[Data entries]
********

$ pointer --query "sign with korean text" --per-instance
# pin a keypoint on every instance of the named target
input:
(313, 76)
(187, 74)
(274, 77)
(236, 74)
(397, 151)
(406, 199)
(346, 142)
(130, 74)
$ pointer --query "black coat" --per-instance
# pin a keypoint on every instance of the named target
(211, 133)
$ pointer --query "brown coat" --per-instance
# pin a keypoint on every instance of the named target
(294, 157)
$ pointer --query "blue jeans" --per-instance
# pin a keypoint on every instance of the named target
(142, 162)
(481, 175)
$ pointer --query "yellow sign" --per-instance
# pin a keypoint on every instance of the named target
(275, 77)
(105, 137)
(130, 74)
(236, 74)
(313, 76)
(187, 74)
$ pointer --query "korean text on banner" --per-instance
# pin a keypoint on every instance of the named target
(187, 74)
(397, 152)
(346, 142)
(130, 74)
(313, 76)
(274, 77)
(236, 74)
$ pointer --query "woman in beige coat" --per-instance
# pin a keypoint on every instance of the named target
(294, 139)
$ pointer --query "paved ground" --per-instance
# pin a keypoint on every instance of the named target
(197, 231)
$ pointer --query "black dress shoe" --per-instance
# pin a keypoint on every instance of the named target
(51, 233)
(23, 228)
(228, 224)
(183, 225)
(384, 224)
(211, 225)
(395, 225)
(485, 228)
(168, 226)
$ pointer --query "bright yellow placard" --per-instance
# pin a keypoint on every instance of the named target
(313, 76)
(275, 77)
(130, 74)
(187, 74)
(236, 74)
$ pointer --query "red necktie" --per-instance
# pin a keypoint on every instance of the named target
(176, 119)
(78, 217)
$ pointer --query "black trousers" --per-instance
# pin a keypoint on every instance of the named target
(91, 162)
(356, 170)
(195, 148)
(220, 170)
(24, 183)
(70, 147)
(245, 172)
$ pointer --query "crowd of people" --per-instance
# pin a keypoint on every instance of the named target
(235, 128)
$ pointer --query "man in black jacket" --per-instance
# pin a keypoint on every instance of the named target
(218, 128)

********

Make a verbatim copy of every entry shown above.

$ pointer --query "sign with korean text" --per-instance
# pin a keypoint on every instance of the named target
input:
(313, 76)
(187, 74)
(274, 77)
(236, 74)
(397, 151)
(406, 199)
(346, 142)
(130, 74)
$ pointer --query "black coat" --per-instance
# pin a keypoint on every instance of the named target
(211, 133)
$ pointer --query "brown coat" --per-instance
# pin a keypoint on every instance of the named target
(294, 157)
$ pointer --query "blue jeans" --per-instance
# pin a keypoint on every instance of the named target
(142, 162)
(481, 175)
$ pointer --query "yellow sign" --per-instance
# pin a keypoint on every instance of the named target
(275, 77)
(105, 137)
(130, 74)
(236, 74)
(313, 76)
(187, 74)
$ pointer --query "korean text on banner" --per-instance
# pin a keypoint on every instance of the named target
(187, 74)
(397, 152)
(346, 142)
(130, 74)
(313, 76)
(274, 77)
(236, 74)
$ pointer --query "woman in beige coat" --per-instance
# pin a keypoint on every instance of the named target
(294, 139)
$ pointer --query "paved ground" --per-instance
# pin a keypoint on every instance of the named target
(197, 231)
$ pointer --query "black dress shoe" --per-instance
# pin a keypoint on every instance of the named target
(51, 233)
(23, 228)
(228, 224)
(183, 225)
(384, 224)
(211, 225)
(395, 225)
(485, 228)
(168, 226)
$ pointer --query "bright yellow placard" --per-instance
# pin a keypoint on every instance of the named target
(313, 76)
(275, 77)
(130, 74)
(187, 74)
(236, 74)
$ pointer --query "red necktie" --per-instance
# pin a keypoint on every instance of the named target
(176, 119)
(78, 217)
$ pointer --query "black trousers" --per-instance
# pin a keypoint on every instance of the named target
(91, 162)
(356, 170)
(195, 148)
(220, 170)
(24, 183)
(70, 147)
(245, 172)
$ pointer --query "crowd of people" --per-instance
# pin a keypoint on every instance of the named target
(235, 128)
$ pointer --query "man in black jacket" --per-instance
# pin a keypoint on every instance of the named target
(218, 128)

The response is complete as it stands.